Como Don Neto le había pedido que enseñara el negocio a sus tres sobrinos, Pablo Acosta lo hizo y quedó sorprendido por la rapidez en cómo éstos lo aprendieron. Finalmente, cuando al paso de los meses el joven Amado –tenía veintisiete años– se fue ganando su confianza, decidió nombrarlo su jefe de seguridad o jefe de escoltas.
Desde entonces y durante unos cuantos años, Amado vivió al lado de Pablo, instruyéndose, como cualquier aprendiz. Se ocupaba, además de proteger la integridad de El Pablote, de hacer prosperar al grupo de Pedro Avilés, de quien también había aprendido los primeros pasos del negocio en aquella región del país.
En Ojinaga, Acosta Villarreal ponía los cimientos de lo que más adelante se transformaría en el poderoso cártel de Juárez. Con sorprendente eficacia transportaba enormes volúmenes de droga al otro lado del río Bravo, casi en las narices de policías norteamericanos. Aunque su área de operación se remitía a Ojinaga, que no excedía a los diez mil habitantes, la relevancia de sus cargamentos le hizo tener una influencia decisiva en toda la vasta entidad, para lo que sería el poderoso cártel de Juárez.
Ya desde muy joven, cuando se dedicaba a la fayuca, además de generoso con los que menos tienen, a Pablo Acosta se le conocía como un “hombre de pocas palabras”. Su rostro de gesto de por sí duro que cubría con un espeso bigote, se volvía granítico con quienes dudaban de su autoridad o le desafiaban. Un día, Fermín Arévalo, uno de sus competidores, quiso calar qué tanto había de cierto sobre lo mucho que se contaba de él, y cometió la insensatez de retarlo públicamente.

### EXTRACTOS DEL LISTADO

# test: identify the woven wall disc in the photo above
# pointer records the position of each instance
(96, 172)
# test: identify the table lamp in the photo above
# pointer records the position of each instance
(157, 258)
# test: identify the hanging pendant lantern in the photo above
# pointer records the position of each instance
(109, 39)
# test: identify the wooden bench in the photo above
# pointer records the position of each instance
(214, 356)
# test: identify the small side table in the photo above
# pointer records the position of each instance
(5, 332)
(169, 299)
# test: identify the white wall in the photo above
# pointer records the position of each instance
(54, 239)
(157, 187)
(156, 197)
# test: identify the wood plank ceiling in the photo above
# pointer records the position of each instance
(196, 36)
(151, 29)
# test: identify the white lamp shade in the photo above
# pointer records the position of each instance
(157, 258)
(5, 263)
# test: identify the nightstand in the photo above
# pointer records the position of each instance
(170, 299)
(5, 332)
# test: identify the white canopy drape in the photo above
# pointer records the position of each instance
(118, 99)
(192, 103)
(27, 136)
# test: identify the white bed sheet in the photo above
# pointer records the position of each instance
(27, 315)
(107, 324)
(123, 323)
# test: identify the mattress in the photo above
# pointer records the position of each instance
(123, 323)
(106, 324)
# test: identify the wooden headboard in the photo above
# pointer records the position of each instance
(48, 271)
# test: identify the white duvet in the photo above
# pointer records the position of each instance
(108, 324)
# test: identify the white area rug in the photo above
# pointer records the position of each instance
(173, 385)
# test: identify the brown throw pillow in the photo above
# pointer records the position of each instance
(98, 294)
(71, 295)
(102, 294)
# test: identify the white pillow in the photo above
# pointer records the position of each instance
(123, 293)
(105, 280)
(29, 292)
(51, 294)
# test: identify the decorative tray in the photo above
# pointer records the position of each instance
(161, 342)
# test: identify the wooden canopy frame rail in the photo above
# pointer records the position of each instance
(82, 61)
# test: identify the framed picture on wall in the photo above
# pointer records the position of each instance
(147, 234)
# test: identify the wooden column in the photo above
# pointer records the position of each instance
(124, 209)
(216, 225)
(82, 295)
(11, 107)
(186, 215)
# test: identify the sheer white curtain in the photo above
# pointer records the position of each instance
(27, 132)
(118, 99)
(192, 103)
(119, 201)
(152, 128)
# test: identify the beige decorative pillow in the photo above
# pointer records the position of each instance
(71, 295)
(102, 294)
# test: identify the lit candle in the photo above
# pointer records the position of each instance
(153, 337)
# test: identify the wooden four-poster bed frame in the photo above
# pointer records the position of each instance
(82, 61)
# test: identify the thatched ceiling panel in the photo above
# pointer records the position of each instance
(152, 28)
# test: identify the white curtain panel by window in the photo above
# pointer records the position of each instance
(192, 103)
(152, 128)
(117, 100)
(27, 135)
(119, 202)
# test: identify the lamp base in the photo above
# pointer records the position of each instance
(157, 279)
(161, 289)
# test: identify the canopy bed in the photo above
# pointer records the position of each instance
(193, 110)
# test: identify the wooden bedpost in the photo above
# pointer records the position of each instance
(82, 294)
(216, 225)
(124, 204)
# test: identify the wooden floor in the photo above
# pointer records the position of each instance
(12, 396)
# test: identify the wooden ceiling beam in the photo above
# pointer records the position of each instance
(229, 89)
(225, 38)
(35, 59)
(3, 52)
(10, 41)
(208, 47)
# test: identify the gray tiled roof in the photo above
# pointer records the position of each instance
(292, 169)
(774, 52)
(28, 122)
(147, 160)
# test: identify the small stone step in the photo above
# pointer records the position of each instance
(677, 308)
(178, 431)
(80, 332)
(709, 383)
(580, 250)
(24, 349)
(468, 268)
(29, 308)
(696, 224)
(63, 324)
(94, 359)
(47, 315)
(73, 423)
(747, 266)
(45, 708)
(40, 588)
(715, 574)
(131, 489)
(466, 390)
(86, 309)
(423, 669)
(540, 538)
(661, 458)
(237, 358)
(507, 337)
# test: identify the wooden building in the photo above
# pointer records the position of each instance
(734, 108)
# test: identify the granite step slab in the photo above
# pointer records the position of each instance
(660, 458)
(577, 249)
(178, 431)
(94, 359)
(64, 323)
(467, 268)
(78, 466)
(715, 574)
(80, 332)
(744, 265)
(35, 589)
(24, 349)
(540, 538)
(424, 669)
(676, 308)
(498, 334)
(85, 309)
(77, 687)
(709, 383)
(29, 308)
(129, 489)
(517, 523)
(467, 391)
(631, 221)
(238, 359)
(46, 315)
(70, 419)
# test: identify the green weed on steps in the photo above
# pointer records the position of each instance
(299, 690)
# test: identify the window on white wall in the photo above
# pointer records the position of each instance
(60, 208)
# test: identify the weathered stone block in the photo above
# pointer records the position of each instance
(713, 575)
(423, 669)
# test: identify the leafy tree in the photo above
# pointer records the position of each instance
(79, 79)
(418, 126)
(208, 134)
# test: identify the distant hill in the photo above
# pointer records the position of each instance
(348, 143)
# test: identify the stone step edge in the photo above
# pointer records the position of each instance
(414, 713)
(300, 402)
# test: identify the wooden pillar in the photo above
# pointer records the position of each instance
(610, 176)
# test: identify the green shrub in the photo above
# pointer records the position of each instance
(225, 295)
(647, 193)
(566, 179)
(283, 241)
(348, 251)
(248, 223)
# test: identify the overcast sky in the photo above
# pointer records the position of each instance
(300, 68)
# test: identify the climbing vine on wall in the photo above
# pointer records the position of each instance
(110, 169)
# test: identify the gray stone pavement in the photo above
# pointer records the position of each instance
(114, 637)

### PROBLEMA PLANTEADO 1
En el fragmento sobre Pablo Acosta, ¿qué edad tenía Amado cuando fue ganando su confianza?
### PROBLEMA PLANTEADO 2
Resume en una lista breve el párrafo del fragmento sobre Pablo Acosta que empieza con "En Ojinaga, Acosta Villarreal", conservando sus datos principales.
### PROBLEMA PLANTEADO 3
Prolonga el fragmento sobre Pablo Acosta a partir de su última oración.

### RESPUESTA ESCRITA 1
Tenía veintisiete años.

### RESPUESTA ESCRITA 2
- En Ojinaga, Acosta Villarreal sentó las bases de lo que después sería el poderoso cártel de Juárez.
- Transportaba con gran eficacia enormes volúmenes de droga al otro lado del río Bravo, casi frente a policías norteamericanos.
- Operaba solo en Ojinaga, que no pasaba de diez mil habitantes.
- Por la relevancia de sus cargamentos tuvo una influencia decisiva en toda la entidad.

### RESPUESTA ESCRITA 3
–Para mí que ese Pablito es pura lengua, pues el único que aquí manda soy yo… Y a las pruebas me remito –dijo fanfarronamente a sus acompañantes en aquella juerga, ya pasado de copas.
Días más adelante, a plena luz del día, luego de haberlo torturado y desollado, Pablo arrastró el cuerpo de Fermín Arévalo hasta la plaza principal de Ojinaga. Lo dejó ahí, a la vista de todos, como un claro mensaje de lo que les sucedía a quienes dudaban de su autoridad. Desde entonces los vecinos de Ojinaga quedaron impresionados por la furia que se imprimía en el rostro del Pablote, cuando se enojaba.
Acosta Villarreal siguió prosperando y extendiendo sus tentáculos de corrupción en los tres niveles de Gobierno: municipal, estatal y federal, y hasta comenzó a creer que realmente era intocable e indestructible.
Para principios de la década de los ochenta, con la protección de algunos miembros de la PJF, la Policía Judicial del estado de Chihuahua, y del Ejército, que incluso asistían a sus frecuentes fiestas, desde Ojinaga Pablo controlaba el tráfico de heroína, cocaína y la mariguana a lo largo de doscientos kilómetros de frontera entre México y Estados Unidos.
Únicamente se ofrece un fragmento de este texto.